--- Aim ---
Reproduce exactly the lines below, starting with the line that contains "the man's left" and ending with the last line of the records, both included, and nothing else.

Stored data entries:
^^^^^^^^
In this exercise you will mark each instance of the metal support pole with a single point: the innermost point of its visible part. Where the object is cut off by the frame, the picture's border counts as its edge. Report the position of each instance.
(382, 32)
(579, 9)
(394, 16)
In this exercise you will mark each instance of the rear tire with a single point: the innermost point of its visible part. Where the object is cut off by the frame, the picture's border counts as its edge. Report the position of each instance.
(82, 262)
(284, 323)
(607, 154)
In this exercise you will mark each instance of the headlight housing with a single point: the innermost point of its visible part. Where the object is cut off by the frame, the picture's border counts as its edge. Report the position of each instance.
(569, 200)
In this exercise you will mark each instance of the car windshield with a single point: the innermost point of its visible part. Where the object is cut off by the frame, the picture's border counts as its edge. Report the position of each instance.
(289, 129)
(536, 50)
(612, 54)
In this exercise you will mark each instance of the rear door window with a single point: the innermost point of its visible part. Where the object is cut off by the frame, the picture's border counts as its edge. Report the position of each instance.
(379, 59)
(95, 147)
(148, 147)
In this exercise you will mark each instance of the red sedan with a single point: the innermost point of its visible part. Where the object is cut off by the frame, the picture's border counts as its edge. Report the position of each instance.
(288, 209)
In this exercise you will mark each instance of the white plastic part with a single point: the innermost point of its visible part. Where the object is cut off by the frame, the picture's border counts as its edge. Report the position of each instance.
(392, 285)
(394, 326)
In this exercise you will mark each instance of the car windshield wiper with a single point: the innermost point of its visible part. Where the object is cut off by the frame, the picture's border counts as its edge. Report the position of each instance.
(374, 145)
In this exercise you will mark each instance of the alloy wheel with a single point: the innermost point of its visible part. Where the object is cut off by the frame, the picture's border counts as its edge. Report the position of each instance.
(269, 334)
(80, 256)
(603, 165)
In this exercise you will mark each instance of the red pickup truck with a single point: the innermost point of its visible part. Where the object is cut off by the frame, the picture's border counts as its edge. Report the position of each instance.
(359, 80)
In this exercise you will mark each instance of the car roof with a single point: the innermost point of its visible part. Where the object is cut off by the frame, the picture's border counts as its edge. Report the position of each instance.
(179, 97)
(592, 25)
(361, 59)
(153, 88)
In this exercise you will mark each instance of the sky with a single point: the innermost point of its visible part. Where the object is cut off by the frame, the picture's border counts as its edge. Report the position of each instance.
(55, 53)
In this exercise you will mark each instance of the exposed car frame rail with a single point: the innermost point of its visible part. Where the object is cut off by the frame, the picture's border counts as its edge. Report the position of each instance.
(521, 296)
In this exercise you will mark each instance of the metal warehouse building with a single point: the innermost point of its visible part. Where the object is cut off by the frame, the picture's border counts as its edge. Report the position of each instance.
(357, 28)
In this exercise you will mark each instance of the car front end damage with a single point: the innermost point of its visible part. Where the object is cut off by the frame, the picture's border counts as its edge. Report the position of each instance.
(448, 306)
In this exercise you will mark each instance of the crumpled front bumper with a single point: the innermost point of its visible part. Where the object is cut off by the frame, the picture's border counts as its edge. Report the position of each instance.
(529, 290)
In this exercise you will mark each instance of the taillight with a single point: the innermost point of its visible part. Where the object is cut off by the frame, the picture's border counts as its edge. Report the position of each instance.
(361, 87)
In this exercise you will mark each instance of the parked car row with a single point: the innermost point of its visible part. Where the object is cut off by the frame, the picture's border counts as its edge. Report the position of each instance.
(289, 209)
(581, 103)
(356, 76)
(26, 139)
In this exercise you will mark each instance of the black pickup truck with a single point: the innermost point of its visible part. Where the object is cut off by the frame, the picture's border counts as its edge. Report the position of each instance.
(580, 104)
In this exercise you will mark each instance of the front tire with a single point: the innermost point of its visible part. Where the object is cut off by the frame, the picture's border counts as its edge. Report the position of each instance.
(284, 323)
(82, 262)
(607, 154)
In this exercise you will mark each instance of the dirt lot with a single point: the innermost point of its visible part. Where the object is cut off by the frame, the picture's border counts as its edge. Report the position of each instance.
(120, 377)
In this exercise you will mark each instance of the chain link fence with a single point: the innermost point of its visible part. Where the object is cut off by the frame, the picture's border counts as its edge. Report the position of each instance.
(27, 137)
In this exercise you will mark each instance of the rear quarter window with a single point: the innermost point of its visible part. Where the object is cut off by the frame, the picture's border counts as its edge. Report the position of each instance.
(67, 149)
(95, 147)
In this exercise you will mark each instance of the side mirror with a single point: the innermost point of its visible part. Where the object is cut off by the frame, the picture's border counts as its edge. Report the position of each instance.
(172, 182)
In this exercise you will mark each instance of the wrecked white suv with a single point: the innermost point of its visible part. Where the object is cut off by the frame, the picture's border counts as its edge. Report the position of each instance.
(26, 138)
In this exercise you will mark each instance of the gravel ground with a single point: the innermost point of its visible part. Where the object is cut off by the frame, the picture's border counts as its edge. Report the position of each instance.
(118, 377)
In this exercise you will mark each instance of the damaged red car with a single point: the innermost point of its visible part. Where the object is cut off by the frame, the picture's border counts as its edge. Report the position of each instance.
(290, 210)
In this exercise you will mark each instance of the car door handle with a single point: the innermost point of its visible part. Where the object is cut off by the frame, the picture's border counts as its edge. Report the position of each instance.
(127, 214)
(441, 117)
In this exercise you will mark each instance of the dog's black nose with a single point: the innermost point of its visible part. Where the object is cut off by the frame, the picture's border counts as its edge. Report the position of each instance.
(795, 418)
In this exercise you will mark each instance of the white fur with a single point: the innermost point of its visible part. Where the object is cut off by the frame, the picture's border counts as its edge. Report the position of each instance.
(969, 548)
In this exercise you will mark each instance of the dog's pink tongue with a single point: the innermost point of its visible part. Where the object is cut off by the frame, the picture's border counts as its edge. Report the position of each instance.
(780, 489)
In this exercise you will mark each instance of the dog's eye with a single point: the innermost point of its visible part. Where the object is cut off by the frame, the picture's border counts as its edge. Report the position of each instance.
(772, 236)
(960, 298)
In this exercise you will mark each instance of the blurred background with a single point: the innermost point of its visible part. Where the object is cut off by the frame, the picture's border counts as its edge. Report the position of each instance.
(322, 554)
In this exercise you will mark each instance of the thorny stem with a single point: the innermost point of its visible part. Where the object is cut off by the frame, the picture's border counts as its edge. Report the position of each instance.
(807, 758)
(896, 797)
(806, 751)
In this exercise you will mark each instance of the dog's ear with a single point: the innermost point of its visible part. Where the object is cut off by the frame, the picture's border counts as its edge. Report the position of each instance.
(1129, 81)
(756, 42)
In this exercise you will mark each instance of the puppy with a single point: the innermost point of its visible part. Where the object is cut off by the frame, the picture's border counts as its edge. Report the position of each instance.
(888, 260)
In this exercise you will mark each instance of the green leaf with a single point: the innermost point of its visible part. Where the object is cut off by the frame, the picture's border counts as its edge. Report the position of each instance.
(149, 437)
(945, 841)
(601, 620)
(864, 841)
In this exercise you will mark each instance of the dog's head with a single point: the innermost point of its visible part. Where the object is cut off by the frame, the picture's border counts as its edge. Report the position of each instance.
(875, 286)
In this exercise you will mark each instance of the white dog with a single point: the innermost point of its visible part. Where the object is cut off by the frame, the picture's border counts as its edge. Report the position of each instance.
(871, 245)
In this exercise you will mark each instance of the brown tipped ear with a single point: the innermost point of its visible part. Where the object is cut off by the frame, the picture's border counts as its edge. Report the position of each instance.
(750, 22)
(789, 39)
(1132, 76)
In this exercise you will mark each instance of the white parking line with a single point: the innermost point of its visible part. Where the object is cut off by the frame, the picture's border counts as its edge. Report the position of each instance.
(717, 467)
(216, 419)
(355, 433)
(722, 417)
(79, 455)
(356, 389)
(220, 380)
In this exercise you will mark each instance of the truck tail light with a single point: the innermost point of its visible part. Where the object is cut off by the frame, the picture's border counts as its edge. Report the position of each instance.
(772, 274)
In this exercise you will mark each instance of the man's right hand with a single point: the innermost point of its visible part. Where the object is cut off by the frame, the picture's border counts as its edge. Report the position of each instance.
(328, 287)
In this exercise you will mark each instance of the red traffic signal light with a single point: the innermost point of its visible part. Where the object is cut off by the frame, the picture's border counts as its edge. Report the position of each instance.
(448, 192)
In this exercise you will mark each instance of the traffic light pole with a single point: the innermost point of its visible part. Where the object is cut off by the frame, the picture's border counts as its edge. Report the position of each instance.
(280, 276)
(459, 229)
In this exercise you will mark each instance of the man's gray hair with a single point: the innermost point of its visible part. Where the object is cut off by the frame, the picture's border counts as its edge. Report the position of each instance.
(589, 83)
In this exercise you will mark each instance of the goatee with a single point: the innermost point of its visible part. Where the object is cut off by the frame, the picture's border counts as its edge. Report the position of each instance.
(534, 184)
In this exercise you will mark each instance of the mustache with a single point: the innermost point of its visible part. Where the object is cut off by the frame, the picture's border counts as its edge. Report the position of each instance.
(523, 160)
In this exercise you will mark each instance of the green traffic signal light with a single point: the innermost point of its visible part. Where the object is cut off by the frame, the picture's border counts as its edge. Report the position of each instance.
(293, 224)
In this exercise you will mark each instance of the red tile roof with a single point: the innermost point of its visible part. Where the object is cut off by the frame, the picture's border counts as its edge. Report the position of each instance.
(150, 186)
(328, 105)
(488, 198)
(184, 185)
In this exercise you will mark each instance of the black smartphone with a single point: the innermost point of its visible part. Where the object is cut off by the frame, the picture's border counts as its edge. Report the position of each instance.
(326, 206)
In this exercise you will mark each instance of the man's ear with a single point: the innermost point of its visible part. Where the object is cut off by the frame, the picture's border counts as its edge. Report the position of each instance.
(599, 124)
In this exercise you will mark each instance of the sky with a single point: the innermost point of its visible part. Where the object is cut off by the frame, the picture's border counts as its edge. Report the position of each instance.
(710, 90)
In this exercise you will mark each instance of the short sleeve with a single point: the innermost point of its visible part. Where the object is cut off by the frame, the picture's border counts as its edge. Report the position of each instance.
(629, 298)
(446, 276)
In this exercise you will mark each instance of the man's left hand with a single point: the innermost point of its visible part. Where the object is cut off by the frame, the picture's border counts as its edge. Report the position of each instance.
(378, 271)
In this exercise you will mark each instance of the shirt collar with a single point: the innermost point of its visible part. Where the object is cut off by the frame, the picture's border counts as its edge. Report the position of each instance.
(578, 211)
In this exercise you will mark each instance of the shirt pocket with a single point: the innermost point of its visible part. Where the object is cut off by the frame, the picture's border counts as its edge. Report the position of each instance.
^^^^^^^^
--- The result ---
In this exercise you will mark each instance of the man's left hand with a single point: the innermost point of its visible part. Where the object is cut off by the frame, the picture's border counts as its edge. Report the position of each instance.
(378, 271)
In this exercise you will mark each instance of the shirt collar with a single point: the innermost point of its visible part. Where the object is cut off by the frame, the picture's border counts as its edge. Report the position of each instance.
(578, 211)
In this exercise you will mark each instance of the shirt pocket with a single point: the innermost point of its visible part. Where the object is cut off by the frame, the picture's border counts as its edge. Report the position of each instance.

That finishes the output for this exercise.